>> BEGIN PAGE TEXT
- Origin: Arcata, California, United States
- Genres: Indie rock, alternative rock, rock and roll
- Years active: 1994–2008
- Labels: Lookout! Records

= The Hi-Fives =

The Hi-Fives are an American rock band from the San Francisco Bay Area.

==History==
The band was formed in 1994 after drummer Al Sobrante (John Kiffmeyer) left the previous incarnations, The Ne'er Do Wells and Thee Shatners. Sobrante was replaced by drummer Julie Rose, formerly of Red No.9. Rose remained with the band through the recording of the first Lookout! Records album Welcome To My Mind. The title track was a minor hit on college radio and modern rock stations.

Rose left the band for personal reasons and was replaced by Evan Mendell from Benicia. The band was asked to open for Green Day during the 1994 Dookie tour, along with Pansy Division. Mendell left the band after the tour and was replaced by Danny Seelig from The Phantom Surfers.

The band won a category in the 1996 Bay Area Music Awards ("Bammies") for "Outstanding Alternative Pop/Rock Group" and embarked on a tour in the United States and Japan with the Mr. T Experience. While on U.S. tour with The Queers, Seelig and bassist Jess Hilliard both quit the band onstage after a fight. They returned to record the second album And A Whole Lotta You, but they were soon replaced with Steve Faine (previously of Decal and The Stimmies) and Gary Gutfeld (of Redemption 87).
>> END PAGE TEXT
| TASK OBJECTIVE |
Duplicate everything in the Hi-Fives text from "The Hi-Fives are" down to "The Phantom Surfers.". Work only from the Hi-Fives text.
>> BEGIN MATERIAL
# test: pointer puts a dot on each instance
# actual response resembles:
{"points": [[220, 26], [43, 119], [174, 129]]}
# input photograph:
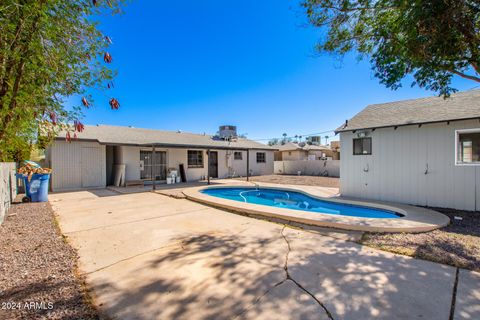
>> END MATERIAL
| COMPLETE OUTPUT |
The Hi-Fives are an American rock band from the San Francisco Bay Area.

==History==
The band was formed in 1994 after drummer Al Sobrante (John Kiffmeyer) left the previous incarnations, The Ne'er Do Wells and Thee Shatners. Sobrante was replaced by drummer Julie Rose, formerly of Red No.9. Rose remained with the band through the recording of the first Lookout! Records album Welcome To My Mind. The title track was a minor hit on college radio and modern rock stations.

Rose left the band for personal reasons and was replaced by Evan Mendell from Benicia. The band was asked to open for Green Day during the 1994 Dookie tour, along with Pansy Division. Mendell left the band after the tour and was replaced by Danny Seelig from The Phantom Surfers.